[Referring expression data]

- - -

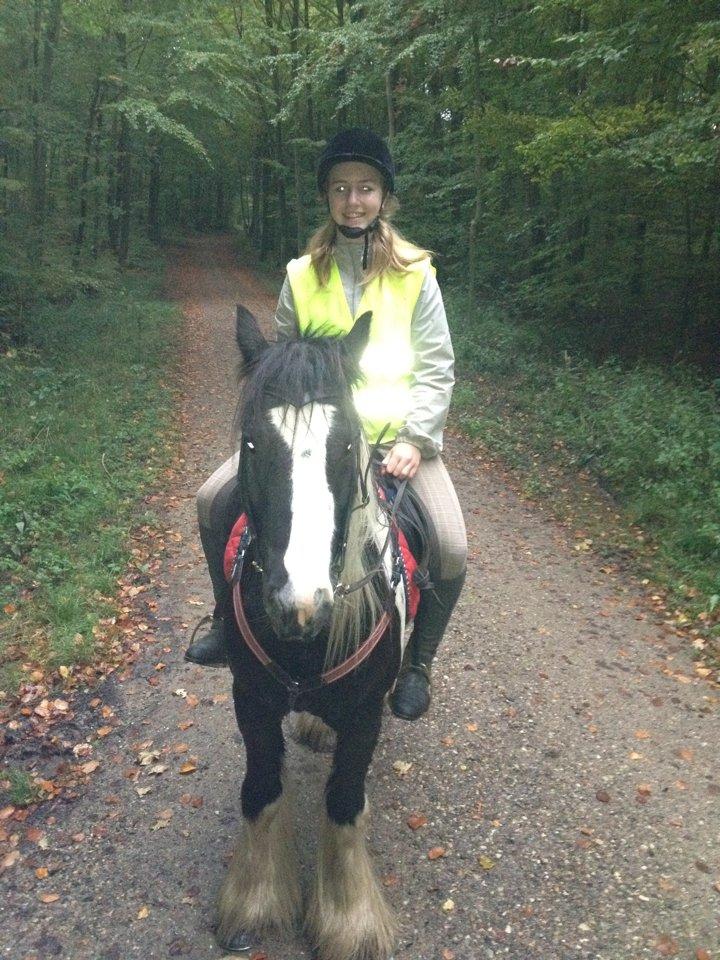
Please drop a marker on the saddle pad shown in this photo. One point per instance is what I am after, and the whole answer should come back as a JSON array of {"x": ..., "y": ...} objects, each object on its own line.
[{"x": 412, "y": 591}]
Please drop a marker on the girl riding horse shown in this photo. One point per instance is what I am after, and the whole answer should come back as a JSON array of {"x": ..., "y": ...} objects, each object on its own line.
[{"x": 357, "y": 262}]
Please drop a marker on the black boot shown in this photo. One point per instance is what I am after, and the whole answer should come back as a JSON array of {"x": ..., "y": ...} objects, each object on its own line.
[
  {"x": 208, "y": 650},
  {"x": 411, "y": 697}
]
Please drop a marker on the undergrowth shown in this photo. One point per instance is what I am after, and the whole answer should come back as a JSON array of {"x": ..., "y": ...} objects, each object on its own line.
[
  {"x": 650, "y": 436},
  {"x": 85, "y": 409}
]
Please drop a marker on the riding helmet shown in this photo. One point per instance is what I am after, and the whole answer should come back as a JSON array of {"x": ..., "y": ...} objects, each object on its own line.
[{"x": 361, "y": 144}]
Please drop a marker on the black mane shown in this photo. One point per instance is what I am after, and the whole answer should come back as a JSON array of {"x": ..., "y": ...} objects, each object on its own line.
[{"x": 296, "y": 372}]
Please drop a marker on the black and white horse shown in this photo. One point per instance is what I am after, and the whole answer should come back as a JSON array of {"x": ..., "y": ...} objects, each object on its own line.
[{"x": 317, "y": 625}]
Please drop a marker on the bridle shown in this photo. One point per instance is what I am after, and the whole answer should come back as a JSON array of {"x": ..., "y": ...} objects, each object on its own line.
[{"x": 294, "y": 687}]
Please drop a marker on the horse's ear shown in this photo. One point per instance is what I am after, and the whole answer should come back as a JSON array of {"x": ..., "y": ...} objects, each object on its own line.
[
  {"x": 249, "y": 338},
  {"x": 355, "y": 342}
]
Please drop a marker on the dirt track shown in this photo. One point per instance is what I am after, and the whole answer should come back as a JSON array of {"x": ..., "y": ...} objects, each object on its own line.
[{"x": 568, "y": 767}]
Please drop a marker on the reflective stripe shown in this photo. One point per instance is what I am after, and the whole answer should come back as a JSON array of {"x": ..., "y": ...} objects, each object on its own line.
[{"x": 388, "y": 360}]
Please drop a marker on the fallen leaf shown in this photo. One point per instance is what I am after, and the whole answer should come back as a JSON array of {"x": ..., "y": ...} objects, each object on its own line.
[
  {"x": 191, "y": 800},
  {"x": 416, "y": 820},
  {"x": 9, "y": 860}
]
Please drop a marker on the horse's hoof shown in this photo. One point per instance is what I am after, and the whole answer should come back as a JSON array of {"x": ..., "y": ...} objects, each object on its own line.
[{"x": 241, "y": 942}]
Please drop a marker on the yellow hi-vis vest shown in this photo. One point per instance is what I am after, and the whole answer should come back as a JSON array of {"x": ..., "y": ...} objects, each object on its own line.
[{"x": 387, "y": 363}]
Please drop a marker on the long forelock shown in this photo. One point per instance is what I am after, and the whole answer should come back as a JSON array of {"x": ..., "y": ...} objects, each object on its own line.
[{"x": 295, "y": 372}]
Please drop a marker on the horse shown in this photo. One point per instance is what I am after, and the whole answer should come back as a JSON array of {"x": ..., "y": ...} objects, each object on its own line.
[{"x": 315, "y": 625}]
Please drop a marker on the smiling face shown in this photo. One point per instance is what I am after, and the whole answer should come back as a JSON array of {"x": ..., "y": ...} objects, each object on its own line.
[{"x": 355, "y": 194}]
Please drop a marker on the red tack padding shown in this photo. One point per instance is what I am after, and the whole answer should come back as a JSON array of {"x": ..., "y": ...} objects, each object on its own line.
[{"x": 232, "y": 545}]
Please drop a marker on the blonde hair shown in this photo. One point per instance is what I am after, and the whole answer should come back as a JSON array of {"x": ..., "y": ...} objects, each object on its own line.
[{"x": 389, "y": 250}]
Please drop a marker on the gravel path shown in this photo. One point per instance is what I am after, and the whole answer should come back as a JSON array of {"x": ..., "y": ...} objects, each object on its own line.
[{"x": 568, "y": 769}]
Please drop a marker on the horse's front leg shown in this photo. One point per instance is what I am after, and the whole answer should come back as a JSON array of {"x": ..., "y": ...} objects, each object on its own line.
[
  {"x": 348, "y": 917},
  {"x": 262, "y": 886}
]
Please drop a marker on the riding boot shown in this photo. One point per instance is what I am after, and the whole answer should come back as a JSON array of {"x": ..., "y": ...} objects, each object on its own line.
[
  {"x": 411, "y": 697},
  {"x": 209, "y": 650}
]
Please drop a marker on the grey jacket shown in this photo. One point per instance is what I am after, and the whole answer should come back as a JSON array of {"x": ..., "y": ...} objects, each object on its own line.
[{"x": 433, "y": 376}]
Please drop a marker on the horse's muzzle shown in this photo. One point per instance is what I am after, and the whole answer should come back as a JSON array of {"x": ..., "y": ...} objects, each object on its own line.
[{"x": 296, "y": 618}]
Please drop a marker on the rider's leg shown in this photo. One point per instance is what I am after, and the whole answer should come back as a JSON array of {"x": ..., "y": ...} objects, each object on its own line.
[
  {"x": 411, "y": 697},
  {"x": 218, "y": 507}
]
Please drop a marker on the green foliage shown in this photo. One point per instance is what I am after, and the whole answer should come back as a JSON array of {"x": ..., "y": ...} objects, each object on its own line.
[
  {"x": 650, "y": 438},
  {"x": 84, "y": 412}
]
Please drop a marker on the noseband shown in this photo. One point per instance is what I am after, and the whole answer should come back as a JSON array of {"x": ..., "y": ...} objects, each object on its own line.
[{"x": 297, "y": 688}]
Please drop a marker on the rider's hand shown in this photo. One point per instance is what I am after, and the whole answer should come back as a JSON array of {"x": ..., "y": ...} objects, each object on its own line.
[{"x": 402, "y": 461}]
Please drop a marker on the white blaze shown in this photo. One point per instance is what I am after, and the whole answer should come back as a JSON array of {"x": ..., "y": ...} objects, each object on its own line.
[{"x": 309, "y": 552}]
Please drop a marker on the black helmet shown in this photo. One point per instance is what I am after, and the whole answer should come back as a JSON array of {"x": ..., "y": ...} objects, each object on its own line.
[{"x": 359, "y": 144}]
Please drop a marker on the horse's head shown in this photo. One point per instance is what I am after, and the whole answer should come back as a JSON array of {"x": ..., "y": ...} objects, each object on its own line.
[{"x": 301, "y": 443}]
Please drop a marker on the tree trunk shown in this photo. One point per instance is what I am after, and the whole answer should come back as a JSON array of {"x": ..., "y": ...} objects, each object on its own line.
[
  {"x": 153, "y": 225},
  {"x": 389, "y": 81},
  {"x": 124, "y": 192},
  {"x": 41, "y": 96},
  {"x": 90, "y": 135}
]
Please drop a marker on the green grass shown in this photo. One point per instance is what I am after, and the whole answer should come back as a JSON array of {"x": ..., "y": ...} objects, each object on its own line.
[
  {"x": 18, "y": 787},
  {"x": 649, "y": 436},
  {"x": 83, "y": 433}
]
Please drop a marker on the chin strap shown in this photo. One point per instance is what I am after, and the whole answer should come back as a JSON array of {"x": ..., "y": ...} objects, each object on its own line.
[{"x": 354, "y": 233}]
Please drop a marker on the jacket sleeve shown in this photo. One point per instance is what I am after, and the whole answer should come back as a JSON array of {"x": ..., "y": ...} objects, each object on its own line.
[
  {"x": 433, "y": 373},
  {"x": 285, "y": 317}
]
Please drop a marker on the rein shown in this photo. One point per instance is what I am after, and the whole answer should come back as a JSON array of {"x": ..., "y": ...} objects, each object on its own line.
[{"x": 296, "y": 688}]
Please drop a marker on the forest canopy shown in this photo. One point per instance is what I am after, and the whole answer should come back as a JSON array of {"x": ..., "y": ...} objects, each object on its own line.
[{"x": 561, "y": 157}]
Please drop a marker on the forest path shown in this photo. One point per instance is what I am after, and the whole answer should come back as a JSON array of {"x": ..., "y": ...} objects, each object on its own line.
[{"x": 568, "y": 767}]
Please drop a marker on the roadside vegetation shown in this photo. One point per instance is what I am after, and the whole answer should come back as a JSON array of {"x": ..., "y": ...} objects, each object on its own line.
[
  {"x": 648, "y": 436},
  {"x": 84, "y": 431}
]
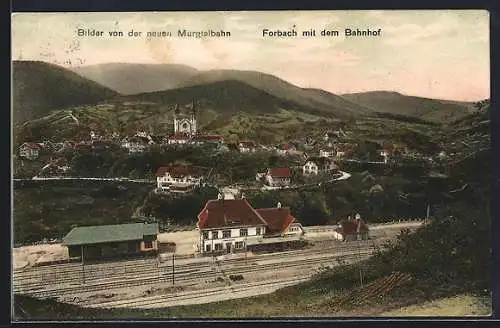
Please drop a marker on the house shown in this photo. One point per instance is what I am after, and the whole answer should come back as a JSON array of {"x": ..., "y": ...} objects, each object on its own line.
[
  {"x": 247, "y": 147},
  {"x": 29, "y": 150},
  {"x": 83, "y": 146},
  {"x": 278, "y": 177},
  {"x": 318, "y": 165},
  {"x": 327, "y": 152},
  {"x": 386, "y": 154},
  {"x": 342, "y": 151},
  {"x": 61, "y": 164},
  {"x": 179, "y": 139},
  {"x": 285, "y": 149},
  {"x": 101, "y": 144},
  {"x": 108, "y": 241},
  {"x": 135, "y": 144},
  {"x": 231, "y": 225},
  {"x": 177, "y": 178},
  {"x": 156, "y": 140},
  {"x": 94, "y": 135},
  {"x": 352, "y": 229},
  {"x": 203, "y": 139}
]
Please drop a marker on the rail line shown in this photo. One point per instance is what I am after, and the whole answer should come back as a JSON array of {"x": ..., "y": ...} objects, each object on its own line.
[
  {"x": 129, "y": 265},
  {"x": 183, "y": 279},
  {"x": 153, "y": 301}
]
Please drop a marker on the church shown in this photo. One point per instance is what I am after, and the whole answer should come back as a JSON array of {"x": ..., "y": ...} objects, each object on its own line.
[{"x": 185, "y": 123}]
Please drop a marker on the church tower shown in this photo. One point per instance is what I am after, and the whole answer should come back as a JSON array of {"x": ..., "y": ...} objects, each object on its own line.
[
  {"x": 176, "y": 118},
  {"x": 193, "y": 118},
  {"x": 185, "y": 123}
]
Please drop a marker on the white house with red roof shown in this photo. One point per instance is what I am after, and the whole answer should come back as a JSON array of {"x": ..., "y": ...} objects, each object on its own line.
[
  {"x": 247, "y": 147},
  {"x": 229, "y": 225},
  {"x": 342, "y": 151},
  {"x": 179, "y": 178},
  {"x": 318, "y": 165},
  {"x": 179, "y": 139},
  {"x": 135, "y": 144},
  {"x": 29, "y": 150},
  {"x": 285, "y": 149},
  {"x": 278, "y": 177},
  {"x": 386, "y": 154},
  {"x": 203, "y": 139},
  {"x": 328, "y": 152}
]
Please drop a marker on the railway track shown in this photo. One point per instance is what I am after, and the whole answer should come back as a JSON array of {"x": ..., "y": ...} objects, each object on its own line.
[
  {"x": 182, "y": 278},
  {"x": 130, "y": 265},
  {"x": 68, "y": 273},
  {"x": 188, "y": 297}
]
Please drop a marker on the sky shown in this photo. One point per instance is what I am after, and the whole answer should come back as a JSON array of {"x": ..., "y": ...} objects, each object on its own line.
[{"x": 442, "y": 54}]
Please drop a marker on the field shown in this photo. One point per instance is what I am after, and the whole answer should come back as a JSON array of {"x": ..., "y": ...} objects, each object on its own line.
[{"x": 457, "y": 306}]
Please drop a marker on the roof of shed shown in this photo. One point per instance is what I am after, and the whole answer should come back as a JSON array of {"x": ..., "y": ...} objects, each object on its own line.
[{"x": 109, "y": 233}]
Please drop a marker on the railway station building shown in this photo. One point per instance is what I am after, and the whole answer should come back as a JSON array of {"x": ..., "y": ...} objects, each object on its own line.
[
  {"x": 111, "y": 241},
  {"x": 233, "y": 225}
]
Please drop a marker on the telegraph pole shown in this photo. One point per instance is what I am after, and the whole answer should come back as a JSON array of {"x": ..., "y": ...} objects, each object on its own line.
[
  {"x": 83, "y": 265},
  {"x": 360, "y": 263},
  {"x": 173, "y": 268}
]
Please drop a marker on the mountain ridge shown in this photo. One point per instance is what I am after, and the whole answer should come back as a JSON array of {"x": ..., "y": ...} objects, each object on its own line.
[{"x": 39, "y": 87}]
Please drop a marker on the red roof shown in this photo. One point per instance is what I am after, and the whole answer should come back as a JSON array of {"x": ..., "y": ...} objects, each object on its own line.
[
  {"x": 179, "y": 137},
  {"x": 31, "y": 145},
  {"x": 351, "y": 227},
  {"x": 208, "y": 137},
  {"x": 229, "y": 212},
  {"x": 247, "y": 144},
  {"x": 277, "y": 219},
  {"x": 286, "y": 147},
  {"x": 81, "y": 145},
  {"x": 279, "y": 172},
  {"x": 179, "y": 171}
]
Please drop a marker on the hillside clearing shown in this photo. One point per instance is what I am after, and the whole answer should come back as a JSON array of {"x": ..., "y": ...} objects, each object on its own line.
[{"x": 456, "y": 306}]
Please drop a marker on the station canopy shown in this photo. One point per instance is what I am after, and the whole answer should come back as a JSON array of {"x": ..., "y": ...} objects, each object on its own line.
[{"x": 109, "y": 233}]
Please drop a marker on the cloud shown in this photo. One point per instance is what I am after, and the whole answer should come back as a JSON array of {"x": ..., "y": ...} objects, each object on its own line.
[{"x": 434, "y": 53}]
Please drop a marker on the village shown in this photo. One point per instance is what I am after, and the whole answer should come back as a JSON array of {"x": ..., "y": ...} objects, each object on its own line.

- - -

**PROBLEM STATEMENT**
Give the lines from the one containing "Please drop a marker on the telegraph" through the end of the entries again, exactly as written and with no other lines.

**YOUR RESPONSE**
Please drop a marker on the telegraph pole shown in this photo. One point per instance is what I am after, and the whole answer should come back as a JSON array of {"x": ..., "y": ...} objects, each object on its own line.
[
  {"x": 83, "y": 265},
  {"x": 360, "y": 263},
  {"x": 173, "y": 268}
]
Please drop a marker on the mountain ridge shown in this photo. One point per instance is what I am after, and the whole answer should come back as a JSON array of {"x": ..., "y": ...} objects, each object on its own line.
[{"x": 39, "y": 87}]
Please drop a marker on the red roof shown in this photo. One point per instance is what I am after, and the whole answer should come back as a JSON array of {"x": ..., "y": ...} objects, each object on its own line.
[
  {"x": 179, "y": 137},
  {"x": 31, "y": 145},
  {"x": 351, "y": 227},
  {"x": 208, "y": 137},
  {"x": 229, "y": 212},
  {"x": 247, "y": 144},
  {"x": 277, "y": 219},
  {"x": 286, "y": 147},
  {"x": 81, "y": 145},
  {"x": 279, "y": 172},
  {"x": 179, "y": 171}
]
Please drop a marker on the hillside clearing shown in this photo. One point per instance is what I am after, and the whole answer should come back as a JSON array of {"x": ..., "y": ...} objects, each object on its own line.
[{"x": 456, "y": 306}]
Please drop a marker on the station canopy shown in this photo. One point per instance is what I am after, and the whole answer should come back as a JSON array of {"x": ..., "y": ...} objects, each object on its own line.
[{"x": 109, "y": 233}]
Please drop a marker on the cloud shown in this photo. One point per instance is what I am after, and the whole answer should come back as a JSON array of {"x": ..., "y": ...} objects, each object on its own line.
[{"x": 434, "y": 53}]
Please drop a marker on the village shown in this photo. One point per instance is what I am after, and the whole answer should come back as a JSON array of {"x": ..., "y": ...} objects, each object on its own line.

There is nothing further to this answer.